### Dataset records
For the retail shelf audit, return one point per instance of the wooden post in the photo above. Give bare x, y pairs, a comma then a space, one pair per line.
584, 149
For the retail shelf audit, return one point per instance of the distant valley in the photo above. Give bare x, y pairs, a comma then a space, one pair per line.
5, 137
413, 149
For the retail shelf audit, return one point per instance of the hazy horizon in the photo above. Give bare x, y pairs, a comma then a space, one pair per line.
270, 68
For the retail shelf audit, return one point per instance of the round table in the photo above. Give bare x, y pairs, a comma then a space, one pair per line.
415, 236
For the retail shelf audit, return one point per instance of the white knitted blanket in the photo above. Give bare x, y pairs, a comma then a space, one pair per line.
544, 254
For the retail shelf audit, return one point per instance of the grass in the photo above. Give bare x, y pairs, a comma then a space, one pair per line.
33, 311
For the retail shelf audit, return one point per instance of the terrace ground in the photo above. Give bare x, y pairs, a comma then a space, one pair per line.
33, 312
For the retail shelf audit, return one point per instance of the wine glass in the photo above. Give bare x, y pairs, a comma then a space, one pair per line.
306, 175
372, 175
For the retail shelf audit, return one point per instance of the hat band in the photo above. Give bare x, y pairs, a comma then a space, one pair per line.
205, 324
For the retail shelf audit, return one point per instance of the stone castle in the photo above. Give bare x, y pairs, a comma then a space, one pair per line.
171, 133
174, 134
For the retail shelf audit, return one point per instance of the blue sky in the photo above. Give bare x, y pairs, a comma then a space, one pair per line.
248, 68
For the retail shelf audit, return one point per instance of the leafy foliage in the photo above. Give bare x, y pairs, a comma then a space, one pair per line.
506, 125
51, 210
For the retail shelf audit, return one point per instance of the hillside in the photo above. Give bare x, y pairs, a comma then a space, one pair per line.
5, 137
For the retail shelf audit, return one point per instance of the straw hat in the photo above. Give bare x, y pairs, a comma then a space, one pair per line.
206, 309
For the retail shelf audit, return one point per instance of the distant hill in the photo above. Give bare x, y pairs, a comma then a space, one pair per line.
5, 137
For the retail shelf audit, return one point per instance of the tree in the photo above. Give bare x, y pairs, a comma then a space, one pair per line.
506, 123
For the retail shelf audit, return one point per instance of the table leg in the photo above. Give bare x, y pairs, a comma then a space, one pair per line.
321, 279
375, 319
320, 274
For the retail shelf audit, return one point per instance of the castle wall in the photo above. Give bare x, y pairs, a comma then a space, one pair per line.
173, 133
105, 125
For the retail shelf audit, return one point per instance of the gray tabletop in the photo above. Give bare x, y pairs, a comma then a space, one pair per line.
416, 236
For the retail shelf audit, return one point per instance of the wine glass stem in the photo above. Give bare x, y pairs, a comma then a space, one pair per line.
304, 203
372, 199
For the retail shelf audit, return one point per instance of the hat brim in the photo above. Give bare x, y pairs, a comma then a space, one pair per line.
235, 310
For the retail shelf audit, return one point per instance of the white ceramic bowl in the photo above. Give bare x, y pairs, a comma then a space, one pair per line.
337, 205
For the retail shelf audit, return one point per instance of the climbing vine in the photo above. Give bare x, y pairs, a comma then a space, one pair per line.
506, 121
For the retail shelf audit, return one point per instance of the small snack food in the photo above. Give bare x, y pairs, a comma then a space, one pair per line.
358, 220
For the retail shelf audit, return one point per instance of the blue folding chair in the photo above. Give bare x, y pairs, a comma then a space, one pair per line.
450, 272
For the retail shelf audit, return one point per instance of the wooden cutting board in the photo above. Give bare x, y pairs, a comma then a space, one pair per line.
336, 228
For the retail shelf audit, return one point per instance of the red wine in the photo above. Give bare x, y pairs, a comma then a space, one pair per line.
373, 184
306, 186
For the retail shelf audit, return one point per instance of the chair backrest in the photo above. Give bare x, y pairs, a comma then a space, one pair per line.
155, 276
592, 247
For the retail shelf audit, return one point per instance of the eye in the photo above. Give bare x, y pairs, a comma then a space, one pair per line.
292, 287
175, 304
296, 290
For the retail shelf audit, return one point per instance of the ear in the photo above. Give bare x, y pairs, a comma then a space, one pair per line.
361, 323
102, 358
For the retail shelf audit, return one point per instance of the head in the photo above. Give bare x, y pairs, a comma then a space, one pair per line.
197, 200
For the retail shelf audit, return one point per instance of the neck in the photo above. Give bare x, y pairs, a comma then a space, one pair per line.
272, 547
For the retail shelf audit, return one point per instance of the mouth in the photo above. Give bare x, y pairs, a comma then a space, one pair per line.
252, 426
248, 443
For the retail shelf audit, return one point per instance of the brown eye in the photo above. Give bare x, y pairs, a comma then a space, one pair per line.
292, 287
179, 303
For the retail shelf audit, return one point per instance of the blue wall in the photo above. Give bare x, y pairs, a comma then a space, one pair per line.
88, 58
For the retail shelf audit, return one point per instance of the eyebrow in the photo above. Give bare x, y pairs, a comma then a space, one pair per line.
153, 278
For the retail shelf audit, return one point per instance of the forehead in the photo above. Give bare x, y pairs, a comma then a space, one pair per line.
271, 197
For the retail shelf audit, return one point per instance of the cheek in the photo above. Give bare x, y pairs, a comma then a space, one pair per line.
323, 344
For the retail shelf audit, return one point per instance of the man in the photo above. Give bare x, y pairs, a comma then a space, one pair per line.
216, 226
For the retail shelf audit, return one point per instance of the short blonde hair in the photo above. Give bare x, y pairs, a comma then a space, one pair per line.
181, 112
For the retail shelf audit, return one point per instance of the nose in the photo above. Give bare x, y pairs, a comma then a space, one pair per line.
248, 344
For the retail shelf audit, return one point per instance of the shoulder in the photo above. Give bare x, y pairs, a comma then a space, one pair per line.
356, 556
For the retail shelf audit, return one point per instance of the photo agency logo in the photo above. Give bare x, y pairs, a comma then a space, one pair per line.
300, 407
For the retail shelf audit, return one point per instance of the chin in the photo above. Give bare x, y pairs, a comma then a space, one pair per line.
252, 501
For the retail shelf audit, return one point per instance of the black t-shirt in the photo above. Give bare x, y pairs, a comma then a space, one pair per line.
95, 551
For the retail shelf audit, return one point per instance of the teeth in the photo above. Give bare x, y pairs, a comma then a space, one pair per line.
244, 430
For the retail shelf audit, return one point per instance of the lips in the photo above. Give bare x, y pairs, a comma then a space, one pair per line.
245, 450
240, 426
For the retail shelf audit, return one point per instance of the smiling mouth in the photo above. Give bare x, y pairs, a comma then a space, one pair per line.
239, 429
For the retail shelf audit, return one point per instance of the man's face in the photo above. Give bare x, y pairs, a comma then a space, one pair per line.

### Work instruction
The full set of entries above has to be restated exactly.

### Exercise solution
For the retail shelf audit, return one point per instance of the wooden post in the photo above. Give bare x, y pairs, a comma then a space, one pair per line.
584, 149
For the retail shelf audit, return one point per instance of the distant valley in the photo above. Give bare x, y pairs, a comma then a space, one pair per line.
5, 137
413, 149
For the retail shelf audit, return one point per instance of the hazy horizon in the photo above. Give bare x, y pairs, a comma then a space, one pair per line.
270, 68
For the retail shelf audit, return one point per instance of the round table in the photo above. Give bare x, y pairs, a comma then a space, one pair per line.
415, 236
For the retail shelf audit, return one point per instance of the white knitted blanket in the photo above. Give bare x, y pairs, a comma then a space, one pair per line.
544, 254
For the retail shelf audit, return one point per instance of the grass in the photo above. Give bare x, y pairs, a comma then a space, one pair per line.
33, 311
For the retail shelf audit, return one point per instance of the terrace ground in the photo above. Give bare x, y pairs, a comma then a space, one pair per line.
33, 312
For the retail shelf audit, return one point per instance of the wine glass in the photo above. Give bare x, y pairs, a comma then a space, one pair per line.
306, 175
372, 175
For the retail shelf audit, return one point per instance of the hat band in the photo above. Give bare x, y pairs, a comma then a space, one pair per line.
205, 324
For the retail shelf audit, return one point per instance of the stone castle in the photo above. Give bare x, y pairs, a comma then a space, one pair per line.
171, 133
174, 134
For the retail shelf audit, return one point per instance of the blue sky in the photo above. Give bare x, y pairs, a comma then a space, one pair per line.
248, 68
For the retail shelf audit, return one point per instance of the leafy foliage in the photo above. Give bare x, y pairs, a comma then a space, one pair per line.
506, 125
51, 210
For the retail shelf audit, return one point per instance of the hillside in the photo above. Give bare x, y pairs, a comma then a space, one pair per line.
5, 137
For the retail shelf audit, return one point per instance of the straw hat in the photo above. Give bare x, y pairs, a comma then a space, one pair per line.
206, 309
For the retail shelf audit, return one point per instance of the distant hill in the photo above. Give bare x, y pairs, a comma then a space, one pair per line.
5, 137
For the retail shelf audit, return one point per instance of the tree in the photo above. Give bare x, y pairs, a comma then a space, one pair per line.
506, 123
For the retail shelf audit, return one point per instance of the table leg in the photo above. Give bare x, y pairs, a comma then a space, one pair per line.
321, 279
375, 319
320, 274
For the retail shelf audit, return one point per instance of the castle wall in the photo above. Give bare x, y pairs, a comma then a space, one pair per line.
173, 133
105, 125
For the retail shelf audit, return one point per instance of the gray tabletop in the photo above. Give bare x, y pairs, a comma then a space, one pair per line.
416, 236
For the retail shelf audit, return one point per instance of the wine glass stem in the photo above. Give bare x, y pairs, a comma then a space, one pair per line.
304, 203
372, 199
For the retail shelf audit, return one point per instance of the hat brim in the photo above. Give bare x, y pairs, a comma then a space, one pair per line.
235, 310
For the retail shelf audit, return one point per instance of the white ceramic bowl in the photo above. Give bare x, y pairs, a comma then a space, one pair per line.
337, 205
For the retail shelf audit, return one point per instance of the climbing vine in the photo above. Give bare x, y pairs, a comma then a space, one pair per line.
506, 121
For the retail shelf audit, return one point per instance of the small snack food in the photo above. Give bare x, y pairs, a comma then a space, one pair per line.
358, 220
For the retail shelf audit, return one point per instance of the blue folding chair in the photo above. Give bare x, y pairs, a comma then a space, one pair per line.
450, 272
For the retail shelf audit, return one point per instance of the wooden cutting board in the photo above. Give bare x, y pairs, a comma then a space, one pair per line.
336, 228
For the retail shelf audit, return one point per instance of the red wine in the photo above. Give bare x, y pairs, a comma then a space, one pair per line.
373, 184
306, 186
For the retail shelf audit, return one point per instance of the chair backrest in the photo above. Give bare x, y pairs, a comma then a space, one pair per line.
155, 276
592, 247
For the retail shelf audit, return one point per instance of the eye in the photo above. Give bare x, y pairs, a comma then a space, one pair per line.
292, 287
175, 304
296, 290
For the retail shelf audit, return one point per instance of the ear in the photo above. Give bare x, y pairs, a comma then a space, one pair per line.
361, 323
102, 358
For the retail shelf audit, return one point per instance of the head in the photo above. Give bare x, y pairs, a comma then a space, one pair per line.
197, 200
For the retail shelf audit, return one point per instance of the neck in the photo above. Give bare x, y pairs, a comma then a space, one pair per line.
272, 547
For the retail shelf audit, return one point per instance of the mouth in the photo above. Give bare x, y pairs, a comma then a space, one pair per line.
252, 426
248, 443
For the retail shelf audit, return one point per instance of the brown eye in the photo above. Give bare x, y pairs, a comma then a space, one pair per line.
292, 287
179, 303
For the retail shelf audit, return one point per instance of the blue wall in the photo above. Give bare x, y pairs, a comma then a space, one pair per line.
88, 58
For the retail shelf audit, return one point per instance of the eyebrow in the photo above. Give bare x, y pairs, a comma then a space, one pair per line.
153, 278
For the retail shelf audit, return one point per instance of the forehead in the photo above. Give bare x, y pairs, a comma then a space, one pair per line.
271, 197
For the retail shelf audit, return one point per instance of the cheek in the photo above. Give bare x, y pairs, a comma then a space, one pair per line.
323, 344
For the retail shelf audit, return one point per instance of the man in the photo above. Give bare x, y pairs, a comma then a space, one pair per line.
216, 226
For the retail shelf audit, return one point per instance of the short blonde hair in the photo above. Give bare x, y pairs, a comma then a space, one pair per line.
181, 112
For the retail shelf audit, return one point per instance of the nose in the photo above. Give bare x, y pairs, a comma then a space, one pair per line.
248, 344
For the retail shelf audit, return one point per instance of the shoulder in the photo above. Give bare x, y pairs, a comma then a space, one pair per line.
356, 556
For the retail shelf audit, return one point per instance of the photo agency logo in the photo above. Give bare x, y pairs, a comma then a space, one pair per line.
300, 407
For the retail shelf audit, return one point per instance of the chin in the photo above. Give bare x, y pairs, a comma then a space, one pair per line.
252, 501
For the retail shelf audit, return one point per instance of the black t-shirt in the photo above. Give bare x, y pairs, a comma then a space, one pair per line.
95, 551
For the retail shelf audit, return one point per instance of the teeth in the photo above. Give bare x, y pairs, a comma then a space, one pair per line.
244, 430
For the retail shelf audit, return one point per instance of the lips in the photo above. Give bare x, y pairs, a comma then a space, one pair per line.
245, 450
240, 426
For the retail shelf audit, return one point per instance of the smiling mouth in the photo above. Give bare x, y pairs, a comma then a space, one pair per line.
239, 429
For the retail shelf audit, return one point per instance of the man's face in the photo above. Give bare x, y pairs, a comma then a space, one pair per line.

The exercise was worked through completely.